§ **DOCUMENT PASSAGE**:
- Born: 1772 London, England
- Died: 1805 (aged 32–33) London, England
- Occupation(s): Surgeon, journalist

= Bob Allen (surgeon) =

Journalist and surgeon

Robert Allen (1772–1805) was a British journalist and surgeon, famous for having introduced Robert Southey and Samuel Taylor Coleridge.

A contemporary of Leigh Hunt, Charles Lamb, and Samuel Taylor Coleridge, Bob Allen attended Christ's Hospital and left the school as a Senior Grecian. He attended University College, Oxford, where, in his rooms, the historic meeting between Robert Southey and Coleridge took place. He was also an associate of Hazlitt and William Godwin, and a number of scholars have speculated that he was responsible for the acquaintance of Lamb and William Godwin. Coleridge lamented in a letter that Godwin was having a negative influence on Allen and had cause him to become a religious sceptic.

Allen married a widow much older than himself who had children as old as he was. Lamb is known to have strongly objected to the marriage. Sadly for Allen his wife died shortly after they were married. In 1797 Allen was appointed Deputy Surgeon of the Second Royal Dragoons in Portugal. And in 1802 he spent time in the Lake District with John Stoddart, the brother-in-law of William Hazlitt.
Allen practiced as a journalist for a number of years, writing for the periodicals The Oracle, The True Briton, The Star, and The Traveller. But journalism offered Allen little success.

Lamb wrote several short reminiscences of Allen included in his essay "Newspapers", and "Christ's Hospital Five and Thirty Years Ago". Leigh Hunt's Autobiography also contains a panegyric to Allen. Hunt wrote: "Nor shalt thou, their composer, be quickly forgotten, Allen, with the cordial smile, and still more cordial laugh, with which thou wert wont to make the old cloister shake, in thy cognition of some poignant jest of theirs; or the anticipation of some more material, and, peradventure, practical one, of thine own."

§ **DATA TO EXAMINE**:
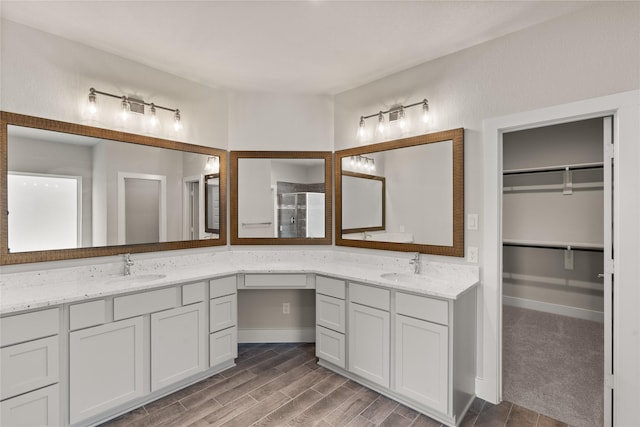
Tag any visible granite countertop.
[0,251,479,314]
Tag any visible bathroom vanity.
[0,251,478,426]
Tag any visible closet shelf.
[502,162,604,175]
[502,239,604,252]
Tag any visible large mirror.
[335,128,464,257]
[0,112,226,264]
[230,151,332,245]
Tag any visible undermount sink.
[380,273,439,285]
[107,274,167,284]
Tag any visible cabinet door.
[0,335,59,399]
[0,384,60,427]
[347,302,390,387]
[209,294,238,332]
[151,302,209,391]
[316,294,345,334]
[69,317,148,423]
[209,326,238,366]
[316,326,345,368]
[395,315,449,413]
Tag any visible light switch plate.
[467,246,478,264]
[467,214,478,230]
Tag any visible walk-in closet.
[502,117,611,427]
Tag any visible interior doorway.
[501,117,613,426]
[118,172,167,245]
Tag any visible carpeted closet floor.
[502,305,604,427]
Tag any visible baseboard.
[238,327,316,343]
[502,295,604,323]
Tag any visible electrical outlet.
[467,246,478,264]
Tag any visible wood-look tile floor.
[102,344,567,427]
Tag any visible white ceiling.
[0,0,593,94]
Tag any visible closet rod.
[502,162,604,175]
[502,242,604,252]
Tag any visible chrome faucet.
[124,254,134,276]
[409,252,422,274]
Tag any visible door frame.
[182,175,205,240]
[476,90,640,425]
[118,172,167,245]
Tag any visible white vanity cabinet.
[69,316,148,424]
[316,277,476,426]
[151,300,208,391]
[393,292,449,413]
[209,275,238,367]
[0,308,61,426]
[316,276,346,368]
[348,283,391,388]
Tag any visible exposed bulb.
[398,107,407,130]
[358,116,366,140]
[87,88,98,116]
[173,108,182,132]
[422,99,429,123]
[377,111,386,134]
[149,103,158,127]
[120,96,131,120]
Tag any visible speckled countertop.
[0,250,479,314]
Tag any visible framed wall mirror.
[335,128,464,257]
[0,112,227,264]
[230,151,332,245]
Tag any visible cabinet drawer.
[316,294,345,334]
[316,326,346,368]
[69,300,107,331]
[316,276,346,299]
[209,276,237,298]
[182,282,204,305]
[113,287,180,320]
[349,283,389,311]
[209,295,237,332]
[0,384,60,427]
[244,274,313,289]
[396,292,449,325]
[209,326,238,366]
[0,308,60,347]
[0,336,59,399]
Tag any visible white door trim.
[118,172,167,245]
[476,90,640,425]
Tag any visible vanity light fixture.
[87,88,183,131]
[358,98,429,140]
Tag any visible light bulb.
[358,116,365,139]
[149,103,158,127]
[173,108,182,131]
[120,96,131,120]
[398,107,407,129]
[87,88,98,116]
[422,99,429,123]
[377,111,385,134]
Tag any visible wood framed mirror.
[0,112,227,264]
[230,151,332,245]
[334,128,464,257]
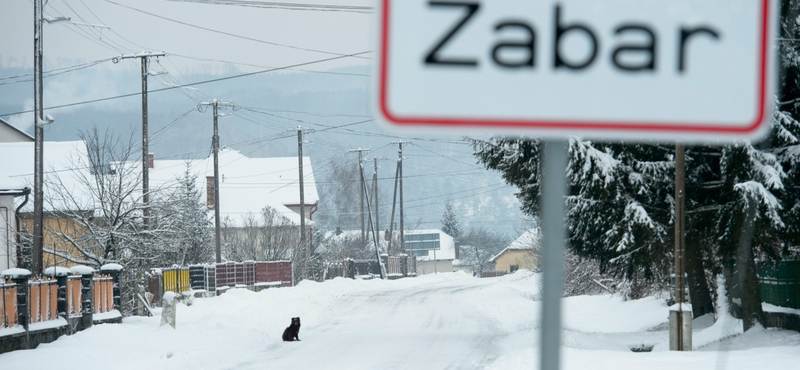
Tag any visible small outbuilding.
[491,229,541,273]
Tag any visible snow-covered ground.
[0,271,800,370]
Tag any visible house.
[0,140,89,270]
[0,118,34,143]
[491,229,541,273]
[404,229,459,275]
[145,148,319,226]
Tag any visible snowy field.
[0,271,800,370]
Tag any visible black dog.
[283,317,300,342]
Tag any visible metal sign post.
[375,0,778,370]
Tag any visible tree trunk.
[686,241,714,318]
[736,200,764,331]
[722,260,742,319]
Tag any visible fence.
[156,261,294,296]
[479,270,506,278]
[92,275,114,313]
[0,281,17,329]
[64,275,82,317]
[386,256,408,276]
[161,267,192,293]
[759,261,800,309]
[28,279,58,324]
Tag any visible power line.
[105,0,369,59]
[169,0,375,14]
[0,51,369,116]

§ **YOUR GOAL**: Rewrite the portion of the Bob Allen passage that begins at the words "Allen married a" and stops after "of William Hazlitt.", putting "widowed woman" wherever "widow" appears.

§ **OUTPUT FOR THIS EXERCISE**:
Allen married a widowed woman much older than himself who had children as old as he was. Lamb is known to have strongly objected to the marriage. Sadly for Allen his wife died shortly after they were married. In 1797 Allen was appointed Deputy Surgeon of the Second Royal Dragoons in Portugal. And in 1802 he spent time in the Lake District with John Stoddart, the brother-in-law of William Hazlitt.